皆さま、こんにちは。
ライター塾6期生の川阪果奈です。
この連載『カナのお暇』では、私の退職話を漫画『凪のお暇』に重ねながら、人生リセットストーリーとして綴っています。
さて、私が現在ハマっているドラマ『波うららかに、めおと日和』がもうすぐ最終回を迎えてしまいます。
昭和11年を舞台にしたハートフル・昭和新婚ラブコメであるこのドラマ。ちょうど朝ドラ『あんぱん』で少し先の時代が描かれているので、朝ドラを見ながら、なつ美と瀧昌(めおと日和の主人公)の行く末を案じて涙を流す・・・というわけのわからないことをしております。
そんなドラマ大好きっ子である私が、今から数年前、ドラマの撮影現場に遭遇したことがきっかけで、退職を決意したという前回「episode_1 カナ、九死に一生を得る?」からの続きです。
よろしければお付き合いください♪

私はこのアジサイを「ケイタ マルヤマ」と呼んでいます。
私の損得勘定
ほぼノリと勢いで退職を決めてしまいましたが、その後、退職のタイミングは3月末ということになりました。勤続丸15年になります。

★ ★ ★

→ 演習の構成:
1) エントリの先頭から「[(396, 256), (389, 284)]」を含む行までをすべて、「photo」を「image」に入れ替えて書き直してください。ほかの部分は変えず、画像は答えに含めないでください。
2) 退職を決めた経緯をつづった文章を、示されている最後の文の後から書き進めてください。

★ ★ ★

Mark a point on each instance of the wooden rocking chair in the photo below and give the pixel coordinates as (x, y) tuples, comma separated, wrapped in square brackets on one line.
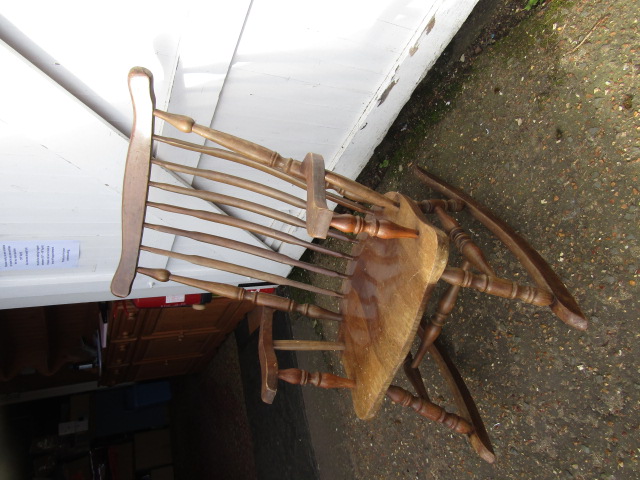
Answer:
[(396, 258)]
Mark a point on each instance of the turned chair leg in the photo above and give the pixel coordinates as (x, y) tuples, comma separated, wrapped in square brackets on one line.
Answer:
[(478, 438), (436, 322), (563, 305), (429, 410)]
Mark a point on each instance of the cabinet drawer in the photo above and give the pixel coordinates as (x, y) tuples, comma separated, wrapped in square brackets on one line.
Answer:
[(221, 314), (165, 368), (120, 352), (177, 344), (125, 322)]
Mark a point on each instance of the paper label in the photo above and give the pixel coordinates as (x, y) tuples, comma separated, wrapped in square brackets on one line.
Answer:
[(38, 254)]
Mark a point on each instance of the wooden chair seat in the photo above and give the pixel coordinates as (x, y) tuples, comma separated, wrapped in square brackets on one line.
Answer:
[(396, 256), (389, 284)]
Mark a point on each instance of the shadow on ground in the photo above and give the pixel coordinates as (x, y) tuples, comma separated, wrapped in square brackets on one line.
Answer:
[(542, 126), (540, 122)]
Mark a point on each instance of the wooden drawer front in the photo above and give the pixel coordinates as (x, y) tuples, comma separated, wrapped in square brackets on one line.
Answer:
[(120, 353), (125, 322), (187, 343), (113, 375), (221, 314), (167, 368), (177, 319)]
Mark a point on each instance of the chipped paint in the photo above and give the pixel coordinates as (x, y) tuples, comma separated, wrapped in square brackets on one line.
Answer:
[(386, 92), (427, 30)]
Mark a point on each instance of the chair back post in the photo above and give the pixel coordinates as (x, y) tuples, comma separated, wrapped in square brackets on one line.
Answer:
[(136, 178)]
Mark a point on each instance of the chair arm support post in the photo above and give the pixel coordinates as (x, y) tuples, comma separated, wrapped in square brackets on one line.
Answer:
[(297, 376), (499, 287), (429, 410), (463, 242)]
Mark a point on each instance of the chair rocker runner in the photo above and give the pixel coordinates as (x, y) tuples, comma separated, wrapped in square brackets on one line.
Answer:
[(396, 257)]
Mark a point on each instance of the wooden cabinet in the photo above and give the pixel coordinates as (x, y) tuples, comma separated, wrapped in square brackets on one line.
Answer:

★ ★ ★

→ 最終結果:
1)
Mark a point on each instance of the wooden rocking chair in the image below and give the pixel coordinates as (x, y) tuples, comma separated, wrapped in square brackets on one line.
Answer:
[(396, 258)]
Mark a point on each instance of the turned chair leg in the image above and give the pixel coordinates as (x, y) tuples, comma separated, wrapped in square brackets on one line.
Answer:
[(478, 438), (436, 322), (563, 305), (429, 410)]
Mark a point on each instance of the cabinet drawer in the image above and give the pixel coordinates as (x, y) tuples, comma separated, wrapped in square brackets on one line.
Answer:
[(221, 314), (165, 368), (120, 352), (177, 344), (125, 322)]
Mark a point on each instance of the paper label in the image above and give the pixel coordinates as (x, y) tuples, comma separated, wrapped in square brackets on one line.
Answer:
[(38, 254)]
Mark a point on each instance of the wooden chair seat in the image above and give the pixel coordinates as (x, y) tuples, comma separated, wrapped in square brackets on one line.
Answer:
[(396, 256), (389, 284)]

2)
15年って、冷静に考えると長いです。生まれた子が中学校を卒業する年月・・・。
送別会では何を言おうか。もういなくなるのだから爆弾の1つや2つ投げてやろうかと企んでいましたが、私の送別会はすべて中止になりました。
コロナ禍がやって来たのです。
なんだよー。互助会費回収の大チャンスだったのにー。
しかも、送別会もしてもらってないのに、最終日には職場の人全員に何か配らなきゃいけないんでしょ?損だ!
今から思うと、当時の私らしい発想です。
損か得か。当時の私はなんでも損得勘定。しかもそれを賢いと思っていたのです。きゃー恥ずかしい。
それを思い知ったのは私が大損をしたからです。
私、雇用保険の育児休業給付金という大金をふいにしたのです。

当時、CHECK&STRIPE 吉祥寺店のワークショップによく参加していました。針も糸もミシンも苦手なのですが、服を作ることに憧れていまして。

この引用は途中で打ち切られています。